-------- DATASET CONTENT
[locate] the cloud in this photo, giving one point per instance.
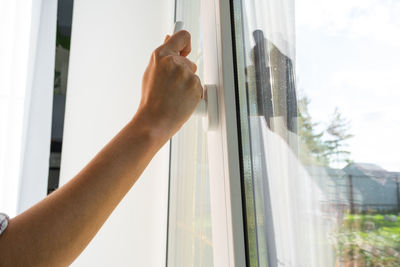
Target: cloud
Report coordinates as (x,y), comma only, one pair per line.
(368,19)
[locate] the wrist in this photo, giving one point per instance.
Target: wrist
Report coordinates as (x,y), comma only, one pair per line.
(149,129)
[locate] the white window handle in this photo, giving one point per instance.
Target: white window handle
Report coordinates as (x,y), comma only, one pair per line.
(208,105)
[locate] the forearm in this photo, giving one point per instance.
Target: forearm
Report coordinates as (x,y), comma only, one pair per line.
(56,230)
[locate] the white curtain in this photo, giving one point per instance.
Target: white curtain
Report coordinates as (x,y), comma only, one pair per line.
(15,37)
(22,30)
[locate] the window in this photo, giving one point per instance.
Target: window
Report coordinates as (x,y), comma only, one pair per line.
(189,219)
(319,137)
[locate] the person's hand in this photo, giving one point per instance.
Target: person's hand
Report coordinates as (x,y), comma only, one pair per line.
(170,88)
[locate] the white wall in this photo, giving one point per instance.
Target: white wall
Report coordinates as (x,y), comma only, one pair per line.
(38,106)
(111,45)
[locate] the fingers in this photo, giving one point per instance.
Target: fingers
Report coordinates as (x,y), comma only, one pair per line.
(166,38)
(186,62)
(178,44)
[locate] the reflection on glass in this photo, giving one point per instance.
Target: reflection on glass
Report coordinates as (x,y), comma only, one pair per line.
(189,219)
(317,100)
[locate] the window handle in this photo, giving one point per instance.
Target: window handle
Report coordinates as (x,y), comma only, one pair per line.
(207,108)
(208,105)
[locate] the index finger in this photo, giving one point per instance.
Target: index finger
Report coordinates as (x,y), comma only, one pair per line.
(179,43)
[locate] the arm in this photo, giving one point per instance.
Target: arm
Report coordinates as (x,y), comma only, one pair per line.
(56,230)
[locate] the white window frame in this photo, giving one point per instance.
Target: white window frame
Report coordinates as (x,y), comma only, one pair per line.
(223,143)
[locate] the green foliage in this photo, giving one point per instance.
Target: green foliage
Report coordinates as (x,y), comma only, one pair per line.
(312,147)
(338,135)
(326,147)
(358,243)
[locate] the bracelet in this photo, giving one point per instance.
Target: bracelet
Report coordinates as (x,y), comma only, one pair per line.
(3,222)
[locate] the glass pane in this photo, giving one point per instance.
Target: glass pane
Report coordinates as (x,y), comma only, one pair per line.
(319,134)
(189,227)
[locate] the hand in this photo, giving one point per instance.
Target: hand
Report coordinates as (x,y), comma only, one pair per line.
(170,89)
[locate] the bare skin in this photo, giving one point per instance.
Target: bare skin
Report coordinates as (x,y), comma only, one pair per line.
(57,229)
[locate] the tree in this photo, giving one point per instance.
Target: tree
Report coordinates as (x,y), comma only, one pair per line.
(313,149)
(338,135)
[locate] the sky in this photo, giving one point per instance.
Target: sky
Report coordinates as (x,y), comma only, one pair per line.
(347,56)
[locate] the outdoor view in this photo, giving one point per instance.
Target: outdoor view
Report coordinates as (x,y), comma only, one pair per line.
(318,93)
(347,69)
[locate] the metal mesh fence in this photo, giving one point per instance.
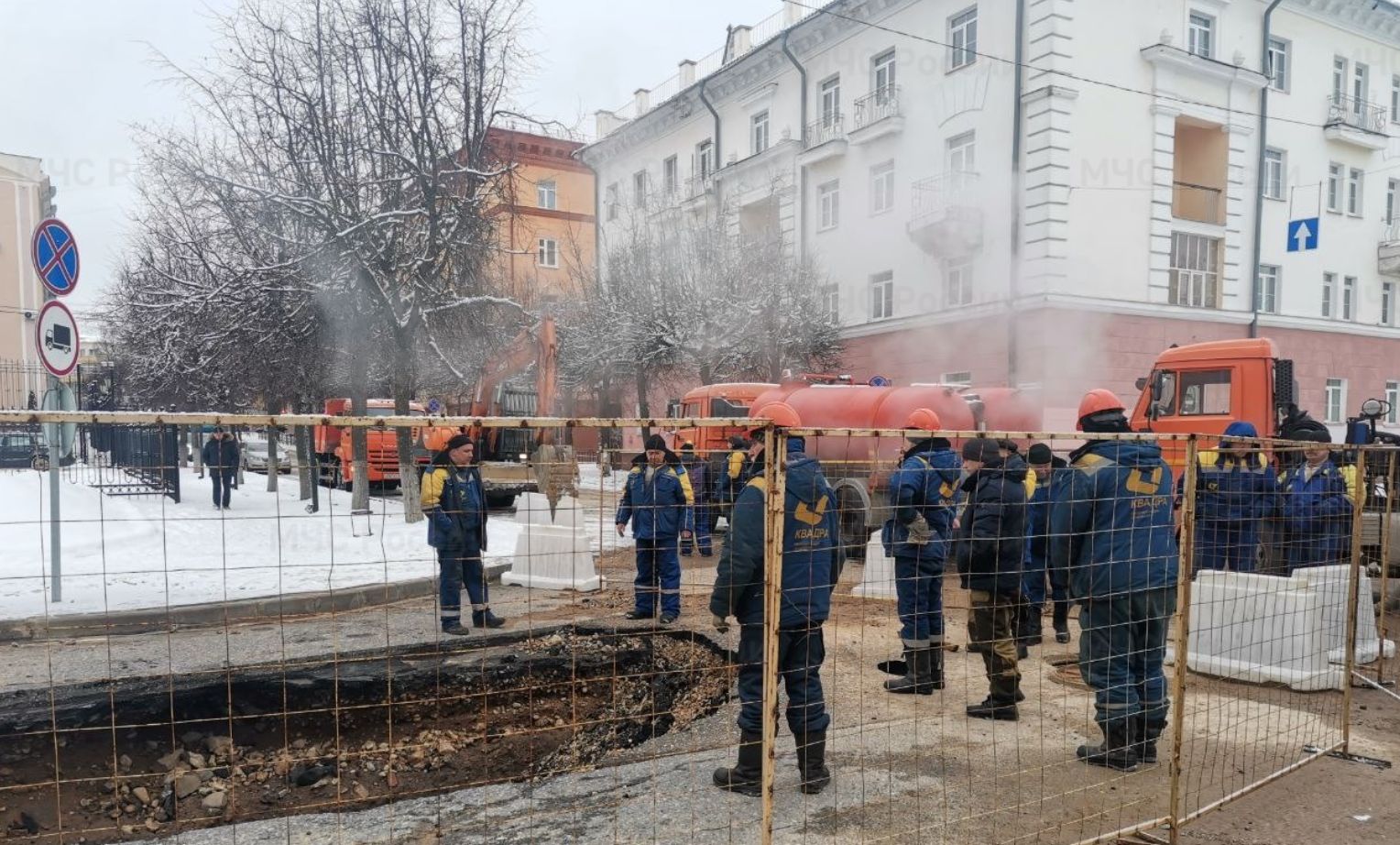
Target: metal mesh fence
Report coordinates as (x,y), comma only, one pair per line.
(1000,657)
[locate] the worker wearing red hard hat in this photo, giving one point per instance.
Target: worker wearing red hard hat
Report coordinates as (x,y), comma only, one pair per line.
(811,565)
(922,495)
(1111,530)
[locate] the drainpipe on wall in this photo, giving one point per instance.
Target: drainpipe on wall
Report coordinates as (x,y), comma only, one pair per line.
(1017,201)
(1259,170)
(801,171)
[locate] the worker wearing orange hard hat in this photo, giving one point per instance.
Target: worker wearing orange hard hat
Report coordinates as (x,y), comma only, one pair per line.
(1111,530)
(922,497)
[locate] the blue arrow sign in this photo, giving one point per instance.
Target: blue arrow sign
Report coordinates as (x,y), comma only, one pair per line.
(55,252)
(1302,235)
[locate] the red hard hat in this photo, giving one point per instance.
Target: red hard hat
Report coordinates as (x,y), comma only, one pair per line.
(1098,401)
(924,421)
(779,413)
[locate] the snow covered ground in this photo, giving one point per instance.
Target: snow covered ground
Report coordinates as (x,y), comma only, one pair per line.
(126,553)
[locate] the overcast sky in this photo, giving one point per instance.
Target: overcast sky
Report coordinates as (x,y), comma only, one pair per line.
(79,73)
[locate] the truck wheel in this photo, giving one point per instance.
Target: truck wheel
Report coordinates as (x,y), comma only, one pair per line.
(851,519)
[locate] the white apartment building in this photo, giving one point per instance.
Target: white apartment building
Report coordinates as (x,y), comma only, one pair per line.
(1050,192)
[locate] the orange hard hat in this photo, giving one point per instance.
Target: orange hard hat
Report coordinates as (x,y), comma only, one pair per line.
(1098,401)
(924,421)
(779,413)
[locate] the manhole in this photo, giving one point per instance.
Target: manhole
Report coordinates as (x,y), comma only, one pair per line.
(159,755)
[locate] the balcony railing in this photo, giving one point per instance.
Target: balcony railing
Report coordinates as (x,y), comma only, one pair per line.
(1198,202)
(825,129)
(1358,114)
(877,105)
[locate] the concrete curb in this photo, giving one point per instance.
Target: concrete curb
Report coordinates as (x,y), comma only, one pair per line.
(225,612)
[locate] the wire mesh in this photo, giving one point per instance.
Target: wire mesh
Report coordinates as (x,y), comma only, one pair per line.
(293,669)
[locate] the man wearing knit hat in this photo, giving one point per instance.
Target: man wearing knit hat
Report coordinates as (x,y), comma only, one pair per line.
(455,506)
(1111,530)
(657,500)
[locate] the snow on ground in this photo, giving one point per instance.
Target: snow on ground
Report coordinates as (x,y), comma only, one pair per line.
(127,553)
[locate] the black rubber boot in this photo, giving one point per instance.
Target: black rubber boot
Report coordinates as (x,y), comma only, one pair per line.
(486,620)
(1119,747)
(923,673)
(811,762)
(745,776)
(1061,621)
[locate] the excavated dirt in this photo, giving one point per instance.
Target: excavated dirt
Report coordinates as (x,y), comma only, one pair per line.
(142,758)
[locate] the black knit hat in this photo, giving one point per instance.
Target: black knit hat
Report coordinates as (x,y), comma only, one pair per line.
(981,450)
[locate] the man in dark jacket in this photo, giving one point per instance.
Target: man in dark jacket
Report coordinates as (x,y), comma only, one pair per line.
(220,457)
(657,500)
(809,568)
(455,505)
(1047,468)
(699,474)
(989,547)
(1111,529)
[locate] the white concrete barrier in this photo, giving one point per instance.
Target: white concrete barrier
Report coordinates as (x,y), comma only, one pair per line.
(552,551)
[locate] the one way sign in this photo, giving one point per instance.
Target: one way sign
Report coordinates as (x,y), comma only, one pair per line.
(1302,235)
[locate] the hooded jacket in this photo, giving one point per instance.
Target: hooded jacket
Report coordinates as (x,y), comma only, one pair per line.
(455,503)
(811,550)
(1110,521)
(991,534)
(660,509)
(925,484)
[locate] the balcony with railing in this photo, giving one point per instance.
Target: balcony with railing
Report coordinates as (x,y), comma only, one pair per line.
(824,137)
(877,115)
(1357,122)
(1200,203)
(946,214)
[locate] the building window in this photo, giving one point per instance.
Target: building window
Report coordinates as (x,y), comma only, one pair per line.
(962,153)
(832,103)
(1274,174)
(1354,198)
(759,132)
(546,195)
(548,252)
(1336,400)
(882,294)
(832,302)
(829,198)
(1266,289)
(962,38)
(705,159)
(1195,272)
(883,76)
(957,283)
(1278,65)
(671,175)
(1200,35)
(882,188)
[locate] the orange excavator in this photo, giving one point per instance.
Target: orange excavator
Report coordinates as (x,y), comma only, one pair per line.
(519,460)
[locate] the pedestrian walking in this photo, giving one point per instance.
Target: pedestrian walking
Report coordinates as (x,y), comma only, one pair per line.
(455,503)
(1235,492)
(989,545)
(220,457)
(658,502)
(1046,469)
(699,474)
(922,493)
(1111,529)
(1315,509)
(811,566)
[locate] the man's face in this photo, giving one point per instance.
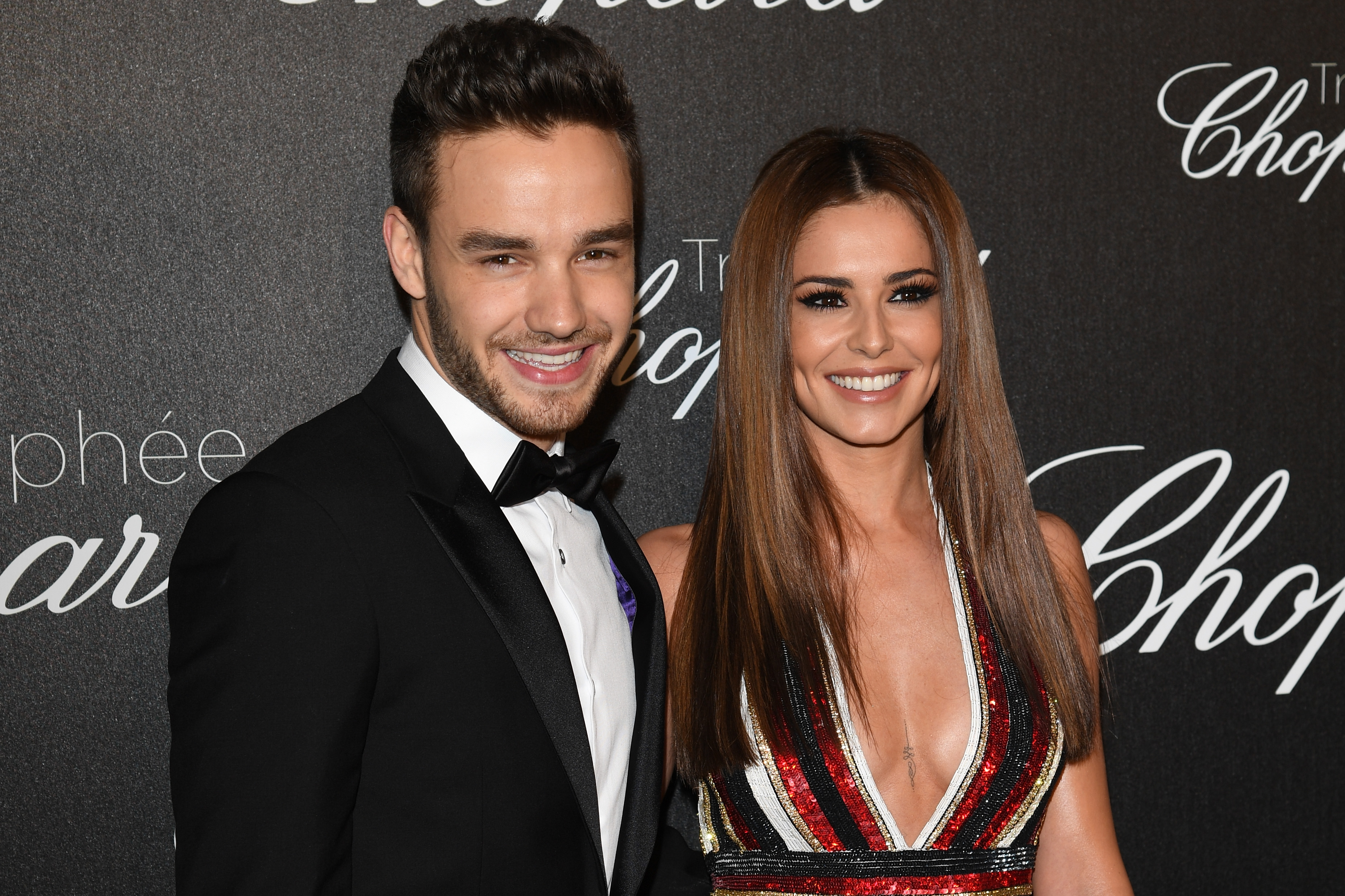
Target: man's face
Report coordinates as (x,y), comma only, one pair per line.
(529,272)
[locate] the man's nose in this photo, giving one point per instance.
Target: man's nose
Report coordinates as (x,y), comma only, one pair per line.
(556,303)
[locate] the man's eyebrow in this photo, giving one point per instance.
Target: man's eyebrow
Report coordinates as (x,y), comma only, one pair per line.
(491,241)
(619,232)
(907,275)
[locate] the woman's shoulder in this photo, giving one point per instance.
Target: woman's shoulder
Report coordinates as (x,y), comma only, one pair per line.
(666,549)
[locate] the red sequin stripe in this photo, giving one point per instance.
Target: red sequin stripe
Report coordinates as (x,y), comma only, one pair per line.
(797,786)
(740,825)
(997,724)
(981,883)
(834,758)
(1032,769)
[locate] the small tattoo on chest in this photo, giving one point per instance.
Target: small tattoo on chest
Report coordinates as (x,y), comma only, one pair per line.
(908,753)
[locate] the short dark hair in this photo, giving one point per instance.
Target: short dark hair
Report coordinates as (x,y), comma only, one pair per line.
(504,73)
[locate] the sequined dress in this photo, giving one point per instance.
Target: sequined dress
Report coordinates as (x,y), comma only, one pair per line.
(808,818)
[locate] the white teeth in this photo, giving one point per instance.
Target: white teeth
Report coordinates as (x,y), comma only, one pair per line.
(868,384)
(538,360)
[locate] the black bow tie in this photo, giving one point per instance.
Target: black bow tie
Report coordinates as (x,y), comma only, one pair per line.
(532,472)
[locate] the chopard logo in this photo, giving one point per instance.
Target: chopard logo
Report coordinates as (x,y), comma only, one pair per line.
(1211,128)
(1214,572)
(551,7)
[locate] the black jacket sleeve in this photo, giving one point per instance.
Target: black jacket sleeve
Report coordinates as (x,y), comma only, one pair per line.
(272,668)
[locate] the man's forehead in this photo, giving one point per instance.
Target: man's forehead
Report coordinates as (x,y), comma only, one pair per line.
(506,190)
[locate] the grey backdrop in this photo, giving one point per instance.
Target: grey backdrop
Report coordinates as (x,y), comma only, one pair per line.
(190,243)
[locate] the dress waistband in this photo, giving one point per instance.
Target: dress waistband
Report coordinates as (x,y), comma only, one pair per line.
(1000,872)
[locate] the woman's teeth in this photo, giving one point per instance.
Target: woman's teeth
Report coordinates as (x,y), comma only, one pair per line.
(868,384)
(545,363)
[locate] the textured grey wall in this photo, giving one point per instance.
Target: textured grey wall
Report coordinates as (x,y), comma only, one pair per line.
(190,241)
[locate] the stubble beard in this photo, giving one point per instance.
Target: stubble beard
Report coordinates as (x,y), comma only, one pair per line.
(552,414)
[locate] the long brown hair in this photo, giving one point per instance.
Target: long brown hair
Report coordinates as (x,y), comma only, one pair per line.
(767,557)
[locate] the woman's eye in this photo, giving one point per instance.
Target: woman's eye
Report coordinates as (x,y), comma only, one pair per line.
(824,301)
(912,294)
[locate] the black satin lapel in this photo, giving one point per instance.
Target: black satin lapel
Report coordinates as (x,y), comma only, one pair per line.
(493,563)
(649,645)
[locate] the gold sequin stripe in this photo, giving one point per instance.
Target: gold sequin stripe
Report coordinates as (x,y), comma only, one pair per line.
(724,816)
(981,685)
(709,840)
(1039,787)
(854,767)
(780,793)
(1021,890)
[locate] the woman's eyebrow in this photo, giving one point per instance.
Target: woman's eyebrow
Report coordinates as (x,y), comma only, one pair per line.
(840,283)
(906,275)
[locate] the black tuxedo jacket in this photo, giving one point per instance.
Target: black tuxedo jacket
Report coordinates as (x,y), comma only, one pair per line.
(369,689)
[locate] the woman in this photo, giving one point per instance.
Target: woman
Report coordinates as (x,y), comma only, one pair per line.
(883,662)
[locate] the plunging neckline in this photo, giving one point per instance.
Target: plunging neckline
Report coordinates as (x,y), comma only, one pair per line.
(976,687)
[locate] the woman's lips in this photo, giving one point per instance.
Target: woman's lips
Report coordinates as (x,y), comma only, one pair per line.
(551,369)
(864,386)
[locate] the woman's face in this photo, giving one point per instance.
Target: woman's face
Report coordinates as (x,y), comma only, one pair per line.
(865,322)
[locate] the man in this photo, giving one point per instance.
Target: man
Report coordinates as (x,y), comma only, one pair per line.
(415,650)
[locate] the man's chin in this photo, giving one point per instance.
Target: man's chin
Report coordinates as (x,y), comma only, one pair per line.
(544,412)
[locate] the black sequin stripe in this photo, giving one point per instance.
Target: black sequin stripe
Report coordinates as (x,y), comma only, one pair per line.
(740,792)
(814,766)
(900,863)
(1016,754)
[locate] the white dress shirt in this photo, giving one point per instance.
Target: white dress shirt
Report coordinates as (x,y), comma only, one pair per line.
(565,545)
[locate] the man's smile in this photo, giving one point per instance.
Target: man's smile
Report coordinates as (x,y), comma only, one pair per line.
(556,368)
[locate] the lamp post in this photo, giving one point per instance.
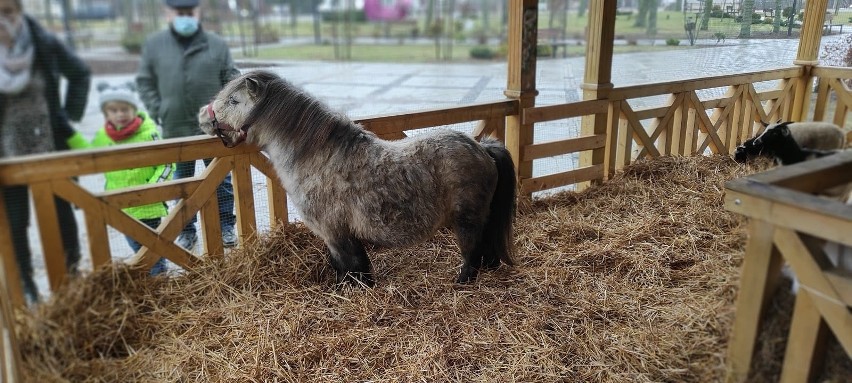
----------------
**TASK INSTRUCTIONS**
Please repeat the lines from the one containing "[locate] the woman's lips" through the end of the lines, inclusive, and leave the pictures out.

**THE OUTPUT**
[locate] the woman's lips in this photo, giving one point per instance.
Target: woman's lips
Report coordinates as (x,y), comma only, one pair per line.
(551,369)
(864,386)
[locate] the woman's face in this photo, giving one point per instance.
Target: woman's face
Report coordinates as (x,y), comma only, one pair per line.
(865,322)
[locate] the man in this photo, giving one point per instance.
Target: man
Report coordinates as (x,y), comma only, one pair per line.
(415,650)
[locate] the man's chin in this photo, giving one point per instance.
Target: man's chin
Report coordinates as (x,y), comma only, one pair per line.
(544,412)
[locate] the black sequin stripe in this photo, giving one point per instance.
Target: black sequin stripe
Report coordinates as (x,y), comma only, one pair per line.
(740,792)
(814,766)
(900,863)
(1016,754)
[locate] the white dress shirt in this photo, giving one point per instance.
Target: white dress shirt
Report coordinates as (x,y), comma only, one pair per line.
(565,545)
[locate] the man's smile in this photo, giving one point per instance.
Target: man's smile
Report coordinates as (x,y), comma only, one pair per line.
(556,368)
[locate] the lamp post in this photo, giving one point per instance.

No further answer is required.